--- Information ---

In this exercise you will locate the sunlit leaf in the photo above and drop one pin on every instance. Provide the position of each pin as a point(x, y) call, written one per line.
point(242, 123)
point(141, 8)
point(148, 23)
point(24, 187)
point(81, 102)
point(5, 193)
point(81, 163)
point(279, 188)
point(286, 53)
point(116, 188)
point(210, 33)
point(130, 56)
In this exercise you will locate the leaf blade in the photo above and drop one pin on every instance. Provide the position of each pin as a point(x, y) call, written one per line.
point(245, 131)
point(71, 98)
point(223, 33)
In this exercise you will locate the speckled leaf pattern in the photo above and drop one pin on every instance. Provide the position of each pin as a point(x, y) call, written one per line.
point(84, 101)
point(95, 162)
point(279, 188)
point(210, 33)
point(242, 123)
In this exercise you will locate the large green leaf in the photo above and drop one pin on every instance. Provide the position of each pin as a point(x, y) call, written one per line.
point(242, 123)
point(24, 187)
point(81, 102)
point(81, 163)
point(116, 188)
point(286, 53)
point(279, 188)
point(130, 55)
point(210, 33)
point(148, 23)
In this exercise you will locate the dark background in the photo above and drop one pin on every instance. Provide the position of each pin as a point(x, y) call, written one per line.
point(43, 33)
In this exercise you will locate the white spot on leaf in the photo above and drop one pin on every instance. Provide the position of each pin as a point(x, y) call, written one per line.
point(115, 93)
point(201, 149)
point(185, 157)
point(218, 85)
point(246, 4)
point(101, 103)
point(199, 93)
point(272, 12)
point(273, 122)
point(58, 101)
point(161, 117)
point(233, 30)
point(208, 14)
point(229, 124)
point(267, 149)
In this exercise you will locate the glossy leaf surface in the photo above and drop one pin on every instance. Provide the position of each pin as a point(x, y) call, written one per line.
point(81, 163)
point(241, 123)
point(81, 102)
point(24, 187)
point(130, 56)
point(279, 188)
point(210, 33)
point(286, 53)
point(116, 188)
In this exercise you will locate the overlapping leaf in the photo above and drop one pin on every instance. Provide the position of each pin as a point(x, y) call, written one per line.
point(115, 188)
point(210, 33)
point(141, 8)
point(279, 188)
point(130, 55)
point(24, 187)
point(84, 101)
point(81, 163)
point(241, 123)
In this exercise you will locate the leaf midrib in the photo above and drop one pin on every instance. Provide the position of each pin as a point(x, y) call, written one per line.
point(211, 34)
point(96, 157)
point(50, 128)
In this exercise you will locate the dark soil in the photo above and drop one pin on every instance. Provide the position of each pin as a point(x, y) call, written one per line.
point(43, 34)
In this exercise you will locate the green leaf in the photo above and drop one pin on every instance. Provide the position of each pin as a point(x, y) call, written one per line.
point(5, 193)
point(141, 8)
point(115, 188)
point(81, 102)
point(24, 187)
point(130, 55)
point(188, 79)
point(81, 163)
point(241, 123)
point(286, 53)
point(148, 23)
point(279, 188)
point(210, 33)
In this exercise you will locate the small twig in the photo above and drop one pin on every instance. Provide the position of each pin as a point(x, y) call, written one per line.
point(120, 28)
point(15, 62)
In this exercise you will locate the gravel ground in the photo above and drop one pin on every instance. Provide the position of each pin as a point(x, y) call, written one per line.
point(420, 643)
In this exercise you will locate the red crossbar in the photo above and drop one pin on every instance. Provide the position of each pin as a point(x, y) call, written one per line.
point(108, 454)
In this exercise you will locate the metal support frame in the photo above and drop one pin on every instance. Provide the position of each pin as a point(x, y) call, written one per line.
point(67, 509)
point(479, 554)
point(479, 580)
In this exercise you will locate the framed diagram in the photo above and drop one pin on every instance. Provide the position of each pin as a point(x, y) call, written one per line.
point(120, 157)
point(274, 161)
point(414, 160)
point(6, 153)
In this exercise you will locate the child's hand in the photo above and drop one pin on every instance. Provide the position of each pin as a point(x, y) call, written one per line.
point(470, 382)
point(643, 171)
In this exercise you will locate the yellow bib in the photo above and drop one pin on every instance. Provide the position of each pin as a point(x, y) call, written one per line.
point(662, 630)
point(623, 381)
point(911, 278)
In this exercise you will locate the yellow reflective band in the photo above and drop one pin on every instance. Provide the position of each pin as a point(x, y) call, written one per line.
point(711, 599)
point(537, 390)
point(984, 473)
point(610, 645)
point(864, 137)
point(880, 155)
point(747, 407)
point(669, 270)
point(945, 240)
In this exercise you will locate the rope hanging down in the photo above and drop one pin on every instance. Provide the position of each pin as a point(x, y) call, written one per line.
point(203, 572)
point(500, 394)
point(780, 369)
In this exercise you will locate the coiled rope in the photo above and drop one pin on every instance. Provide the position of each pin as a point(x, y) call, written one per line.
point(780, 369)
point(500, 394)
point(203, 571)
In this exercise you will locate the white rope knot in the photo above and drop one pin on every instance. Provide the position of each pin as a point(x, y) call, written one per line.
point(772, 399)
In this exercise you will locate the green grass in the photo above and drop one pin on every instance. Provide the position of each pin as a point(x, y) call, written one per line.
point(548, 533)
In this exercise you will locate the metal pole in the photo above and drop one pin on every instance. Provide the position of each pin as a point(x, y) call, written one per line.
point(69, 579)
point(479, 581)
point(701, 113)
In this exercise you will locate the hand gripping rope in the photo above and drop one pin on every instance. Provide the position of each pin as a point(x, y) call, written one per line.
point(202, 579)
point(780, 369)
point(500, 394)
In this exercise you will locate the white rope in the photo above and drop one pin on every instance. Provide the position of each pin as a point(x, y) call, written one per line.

---

*Brief*: Produce a verbatim transcription of the entries above.

*Exercise answer*:
In this exercise you will locate the sunlit leaf in the photo above and drop one pin on every instance. Provide the position of each pin as a point(x, y) call, written one per line.
point(242, 123)
point(141, 8)
point(148, 23)
point(24, 187)
point(81, 102)
point(5, 193)
point(81, 163)
point(279, 188)
point(286, 53)
point(116, 188)
point(210, 33)
point(130, 56)
In this exercise you will locate the leaf blade in the photo above and drop one pin on every instance. Provide the position of each pin as a point(x, y) call, written one per line.
point(245, 131)
point(71, 98)
point(223, 33)
In this exercise you will locate the speckled leaf pattern in the photo above and drop one pin on every instance. Provide the position of each pin as a point(x, y) call, written one per line.
point(84, 101)
point(95, 162)
point(279, 188)
point(210, 33)
point(242, 123)
In this exercise you will locate the large green leaf in the photo above and drop one pin on every instance. Provide the position of each pin as a point(x, y) call, written one per line.
point(242, 123)
point(24, 187)
point(81, 102)
point(81, 163)
point(116, 188)
point(286, 53)
point(279, 188)
point(130, 55)
point(210, 33)
point(148, 23)
In this exercise you will locate the dark background in the photo above and drop one pin on every instance. Provide the position of each pin as a point(x, y) call, written one per line.
point(43, 33)
In this exercise you will locate the white spot on leaf in the photo above and drop one pin on every instance. Provide the position of each pin as a point(x, y) call, written one per line.
point(115, 93)
point(201, 149)
point(185, 157)
point(218, 85)
point(246, 4)
point(101, 103)
point(199, 93)
point(272, 12)
point(273, 122)
point(58, 101)
point(161, 117)
point(233, 30)
point(208, 14)
point(229, 124)
point(267, 149)
In this exercise you will locate the glossy leaf surface in the photo above and drop one pin on every instance. Provide the position of each pin as a point(x, y) call, written one per line.
point(81, 163)
point(241, 123)
point(81, 102)
point(24, 187)
point(130, 56)
point(279, 188)
point(210, 33)
point(286, 53)
point(116, 188)
In this exercise you will locate the overlapping leaf in the photo above and drop one pin on every instance. Provide the position of each pin as a point(x, y) call, written one per line.
point(115, 188)
point(210, 33)
point(141, 8)
point(279, 188)
point(130, 55)
point(24, 187)
point(84, 101)
point(81, 163)
point(241, 123)
In this exercise you will locate the leaf midrib in the photo above and drop one pin on every instance. Provide the position of each pin as a point(x, y) call, written one per line.
point(211, 34)
point(96, 157)
point(50, 128)
In this exercise you will locate the dark soil in the photo above and drop one pin on every instance. Provide the position of each pin as a point(x, y) call, written one per line.
point(43, 34)
In this exercise you will locate the green leaf in the photo above and drop one pin on every instance. Provide the position of each pin as a point(x, y) call, written one per line.
point(5, 193)
point(141, 8)
point(115, 188)
point(81, 102)
point(24, 187)
point(130, 55)
point(188, 79)
point(81, 163)
point(241, 123)
point(286, 53)
point(148, 23)
point(279, 188)
point(210, 33)
In this exercise you will locate the small twig in the photo above and drop one pin on every instance. Provide the position of each pin as a point(x, y) call, written one per line.
point(120, 28)
point(15, 62)
In this exercise you will locate the gravel ground in the photo above and drop one pin on every instance. Provide the position of each pin as a point(x, y) call, written one per line.
point(420, 643)
In this exercise you will locate the red crossbar in the photo above and drop one pin on every instance. Provide the position of each pin as a point(x, y) call, written one per line.
point(108, 454)
In this exercise you will locate the metal support frame in the photo above and drop one pin on every instance. Provide the position of each pin as a point(x, y) call, written one per line.
point(67, 509)
point(479, 554)
point(479, 580)
In this exercise you will locate the framed diagram in the photo above and drop one pin on every instance. Provide the position of each pin as a point(x, y) call, written one per line.
point(120, 157)
point(274, 161)
point(414, 160)
point(6, 153)
In this exercise you will locate the child's hand in the photo above and drop one pin on every instance. Provide the position of each pin as a point(x, y) call, written one per line.
point(470, 382)
point(643, 171)
In this exercise you will locate the yellow bib in the photo above and drop one pin on every instance. Provide the position of each pin as a point(x, y) call, written one per line.
point(662, 630)
point(623, 381)
point(911, 278)
In this exercise you will locate the yellow reflective band in the photo above and drop one pin on every instance. Provide the position of each pin as a point(x, y) call, written one per line.
point(711, 599)
point(537, 390)
point(984, 473)
point(610, 645)
point(864, 137)
point(880, 155)
point(747, 407)
point(669, 270)
point(945, 240)
In this exercise you will locate the rope hanging down in the photo above and drop one pin on every instance. Provide the position of each pin as a point(x, y) call, written one per line.
point(203, 572)
point(500, 394)
point(780, 369)
In this exercise you will locate the coiled rope in the photo above and drop one pin on every instance. Provide the position of each pin as a point(x, y) call, written one per line.
point(780, 369)
point(500, 394)
point(203, 571)
In this exercise you will locate the white rope knot in the photo above and drop one pin on every instance. Provide the position of each pin as a point(x, y) call, written one per line.
point(772, 399)
In this exercise you will locate the green grass in the photo above and drop one pin on every instance. Provide the position of each pin as a point(x, y) call, written one per line.
point(548, 533)
In this exercise you will locate the metal pole in the photo above and drop one pin on every instance. Provide the position of each pin as a point(x, y) call, written one per line.
point(69, 579)
point(479, 581)
point(701, 113)
In this exercise you will locate the hand gripping rope in the photo above and drop one pin on every instance. Provide the position of each pin as a point(x, y) call, written one per line.
point(202, 579)
point(780, 369)
point(500, 394)
In this exercise you will locate the white rope in the photo above and drop one pin on every instance. Provide the position of each pin as a point(x, y) call, written one per line.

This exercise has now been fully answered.